# Te doen:
A. Welke steden noemt Herbert Flack in het gesprek over misdaadverhalen als voorbeeld van een goed decor?
B. Breid het gesprek over misdaadverhalen uit, te beginnen na de laatste zin ervan.

# Aangeleverde tekst:
Fragment uit The Murders in the Rue Morgue

Betty Mellaerts
En we vragen er nu ook onze vierder gast bij: Patrick Van Gompel. Herbert en jij zijn allebei fervente lezers van misdaadverhalen. Waarom hou je ervan?

Herbert Flack
Waarom hou ik ervan? Waarom houden zoveel mensen ervan? Omdat ze misschien dingen vertellen die sluimeren en omdat je dingen wilt weten: de slechtheid van de mensen, de duistere kanten van de mensen. Onze nieuwsgierigheid, daar speelt de pers op in, daar speelt de literatuur op in, daar speelt de fictie op in. Waar liggen onze grenzen? En als dat verhaal goed geschreven is en in een goed decor gesitueerd is zoals Wenen, Parijs of Brugge, ja, dan ga je ook zelf op onderzoek. Dan ga je ook zelf een profiel maken van de slechtheid van de mensen en ze proberen te verstaan. Denk ik.

# Getoond materiaal:

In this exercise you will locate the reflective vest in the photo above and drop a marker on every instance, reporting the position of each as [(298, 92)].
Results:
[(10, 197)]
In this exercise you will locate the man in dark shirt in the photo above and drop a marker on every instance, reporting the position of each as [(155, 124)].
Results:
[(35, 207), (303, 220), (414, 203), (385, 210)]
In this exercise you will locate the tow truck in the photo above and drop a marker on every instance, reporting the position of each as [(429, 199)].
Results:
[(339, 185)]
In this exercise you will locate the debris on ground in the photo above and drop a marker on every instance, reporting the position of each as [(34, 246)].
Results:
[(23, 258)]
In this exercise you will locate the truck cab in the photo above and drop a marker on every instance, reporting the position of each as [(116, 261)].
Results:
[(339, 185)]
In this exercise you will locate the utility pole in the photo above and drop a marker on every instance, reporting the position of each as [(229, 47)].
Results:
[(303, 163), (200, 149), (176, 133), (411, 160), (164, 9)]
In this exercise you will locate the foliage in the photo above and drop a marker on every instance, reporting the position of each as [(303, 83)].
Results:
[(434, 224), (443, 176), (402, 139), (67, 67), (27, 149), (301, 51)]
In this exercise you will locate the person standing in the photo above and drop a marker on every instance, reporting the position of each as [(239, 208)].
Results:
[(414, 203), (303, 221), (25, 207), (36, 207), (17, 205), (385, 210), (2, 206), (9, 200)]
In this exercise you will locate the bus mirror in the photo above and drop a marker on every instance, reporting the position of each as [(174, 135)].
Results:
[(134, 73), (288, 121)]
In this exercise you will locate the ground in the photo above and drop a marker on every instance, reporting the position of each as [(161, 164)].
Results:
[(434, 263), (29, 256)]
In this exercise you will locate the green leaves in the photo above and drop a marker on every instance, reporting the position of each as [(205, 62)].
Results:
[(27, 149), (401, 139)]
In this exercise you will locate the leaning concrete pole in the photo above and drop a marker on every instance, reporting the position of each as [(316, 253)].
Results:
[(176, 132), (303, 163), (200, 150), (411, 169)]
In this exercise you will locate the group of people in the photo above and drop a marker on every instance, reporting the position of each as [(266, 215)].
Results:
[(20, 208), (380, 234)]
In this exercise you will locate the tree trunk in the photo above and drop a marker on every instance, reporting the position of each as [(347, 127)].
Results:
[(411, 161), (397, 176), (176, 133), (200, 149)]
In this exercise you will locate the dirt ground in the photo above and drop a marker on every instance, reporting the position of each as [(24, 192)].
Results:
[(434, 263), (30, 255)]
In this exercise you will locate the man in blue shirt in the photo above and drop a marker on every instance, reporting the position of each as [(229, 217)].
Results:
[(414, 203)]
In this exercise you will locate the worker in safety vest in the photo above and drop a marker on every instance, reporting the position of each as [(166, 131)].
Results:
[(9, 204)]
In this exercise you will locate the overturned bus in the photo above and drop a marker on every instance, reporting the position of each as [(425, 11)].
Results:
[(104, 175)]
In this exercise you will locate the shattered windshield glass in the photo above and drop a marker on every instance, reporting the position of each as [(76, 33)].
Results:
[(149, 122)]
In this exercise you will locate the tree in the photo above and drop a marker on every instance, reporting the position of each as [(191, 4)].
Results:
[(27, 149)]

# Verwachte antwoorden:
A. Wenen, Parijs en Brugge.

B.
Betty Mellaerts
Patrick?

Patrick Van Gompel
Ik lees omdat ik het niet kan laten en omdat ik ook geen hoger besef heb van wiskunde en van wetenschappen. En ik wil altijd bijleren. Ofwel moet ik in het café de wereld veranderen, of moet ik goede wijn drinken en er een beetje bij eten. Ik moet bezig zijn. Ik heb een probleem met stilzitten. En dan komt mijn beroep eigenlijk goed van pas. Maar ik wil ook goede boeken lezen. Ik ben kieskeurig, denk ik, en je moet heel veel slechte boeken lezen om te weten welke boeken goed zijn, maar ik wil er ook wel iets van bijleren. Dus een historische thriller daar heb ik dan ook de omschrijving bij van wat er bijvoorbeeld in Wenen is gebeurd. Er zijn heel veel Scandinavische thrillers met een hele goede sociale achtergrond. Hoe zat die samenleving in elkaar? Bijvoorbeeld Jens Lapidus heeft een hele goede Stockholm-trilogie. Hij beschrijft hoe de misdaad is georganiseerd in de nachtwereld in Stockholm. Hoe zit het met het aanpakken van de jassen? De portiers, hoe zijn die georganiseerd? Wie verdeelt de verdovende middelen? Wie zit daarachter?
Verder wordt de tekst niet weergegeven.